O potencial citotóxico de extratos orgânicos do caule de Calotropis procera (Asclepiadaceae) foi primeiramente avaliado frente a linhagens de células tumorais através do ensaio de MTT. Aquelas amostras consideradas citotóxicas foram sub-sequentemente testadas para atividade antimitótica sobre o desenvolvimento de ovos de ouriço-do-mar e para atividade antiproliferativa in vivo em camundongos transplantados com tumor Sarcoma 180. Dentre os cinco extratos estudados (hexano, diclorometano, acetato de etila, acetona e metanol), os extratos acetato de etila e acetona mostraram maior potencial citotóxico contra células tumorais, com CI50 variando de 0,8 to 4,4 μg/mL, enquanto o extrato metanólico revelou ser fracamente citotóxico. s extratos citotóxicos também exibiram capacidade de inibição da divisão celular com valores de CI50 menores que 5 μg/mL. Nas avaliações antitumorais in vivo, os animais tratados com os extratos acetato de etila e acetona mostraram taxas de inibição do crescimento tumoral de 64,3 e 53,1%, respectivamente, com efeitos tóxicos reversíveis sobre o fígado e os rins.

Palavras-chave: atividade antimitótica, antiproliferativa, Calotropis procera, Sarcoma 180, extratos de caule.


 

 

INTRODUCTION

Calotropis procera Aiton, 1811 (Gentianales: Asclepiadaceae) is a perene Asian shrub called "Ushar", being very common in adverse climate conditions and poor soils explaining its good adaptation to the Northeast Brazil, where it was introduced at the beginning of the century XIX, spreading within different biomes such as "Caatinga" and "Cerrado" (Kissmann and Groth 1999, Lorenzi and Matos 2002).

**RECORDED DATA**
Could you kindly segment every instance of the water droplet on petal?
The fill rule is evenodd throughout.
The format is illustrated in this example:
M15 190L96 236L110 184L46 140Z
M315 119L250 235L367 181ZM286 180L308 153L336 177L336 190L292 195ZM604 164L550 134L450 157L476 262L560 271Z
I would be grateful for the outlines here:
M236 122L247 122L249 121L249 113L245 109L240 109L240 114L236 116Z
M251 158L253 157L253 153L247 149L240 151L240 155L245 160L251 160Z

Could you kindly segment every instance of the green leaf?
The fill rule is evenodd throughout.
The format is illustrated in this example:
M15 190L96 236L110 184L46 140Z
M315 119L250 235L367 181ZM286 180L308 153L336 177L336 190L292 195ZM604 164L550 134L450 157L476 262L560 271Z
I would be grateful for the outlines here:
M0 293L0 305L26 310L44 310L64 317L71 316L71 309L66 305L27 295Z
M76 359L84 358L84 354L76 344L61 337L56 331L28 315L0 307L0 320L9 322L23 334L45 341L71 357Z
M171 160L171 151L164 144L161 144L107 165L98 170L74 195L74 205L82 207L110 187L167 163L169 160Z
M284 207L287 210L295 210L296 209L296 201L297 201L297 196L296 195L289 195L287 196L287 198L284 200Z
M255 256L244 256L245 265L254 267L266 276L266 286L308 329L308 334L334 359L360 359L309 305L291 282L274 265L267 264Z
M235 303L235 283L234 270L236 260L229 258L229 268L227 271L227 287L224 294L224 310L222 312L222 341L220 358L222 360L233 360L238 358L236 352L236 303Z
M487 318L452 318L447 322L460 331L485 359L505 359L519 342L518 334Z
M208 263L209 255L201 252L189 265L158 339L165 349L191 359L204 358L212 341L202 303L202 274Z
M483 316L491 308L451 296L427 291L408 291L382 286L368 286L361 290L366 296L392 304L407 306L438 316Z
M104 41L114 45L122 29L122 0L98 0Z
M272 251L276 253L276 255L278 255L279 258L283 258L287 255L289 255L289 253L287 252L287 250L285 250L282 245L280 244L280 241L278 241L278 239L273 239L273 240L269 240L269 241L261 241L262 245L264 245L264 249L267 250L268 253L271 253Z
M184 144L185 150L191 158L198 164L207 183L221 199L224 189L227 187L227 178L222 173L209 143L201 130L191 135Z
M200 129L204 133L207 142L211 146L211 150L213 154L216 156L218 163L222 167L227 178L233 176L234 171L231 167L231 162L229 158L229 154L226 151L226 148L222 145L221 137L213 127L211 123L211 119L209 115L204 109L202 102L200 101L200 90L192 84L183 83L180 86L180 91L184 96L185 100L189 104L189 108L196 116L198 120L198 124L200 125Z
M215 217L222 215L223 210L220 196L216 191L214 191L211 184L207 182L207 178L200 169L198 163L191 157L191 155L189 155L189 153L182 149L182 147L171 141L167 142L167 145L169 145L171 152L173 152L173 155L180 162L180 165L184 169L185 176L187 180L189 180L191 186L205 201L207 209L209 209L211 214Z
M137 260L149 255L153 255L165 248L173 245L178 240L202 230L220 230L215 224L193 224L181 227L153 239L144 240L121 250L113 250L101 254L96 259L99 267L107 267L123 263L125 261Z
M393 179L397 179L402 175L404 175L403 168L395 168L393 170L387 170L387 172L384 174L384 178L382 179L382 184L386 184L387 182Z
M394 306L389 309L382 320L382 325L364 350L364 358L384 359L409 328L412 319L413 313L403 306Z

**YOUR GOAL**
Update the Calotropis procera text between "Calotropis procera Aiton, 1811" and "and Matos 2002).", inclusive, changing "shrub" to "plant". Nothing in the listing is needed for the work here.

**SOLUTION**
Calotropis procera Aiton, 1811 (Gentianales: Asclepiadaceae) is a perene Asian plant called "Ushar", being very common in adverse climate conditions and poor soils explaining its good adaptation to the Northeast Brazil, where it was introduced at the beginning of the century XIX, spreading within different biomes such as "Caatinga" and "Cerrado" (Kissmann and Groth 1999, Lorenzi and Matos 2002).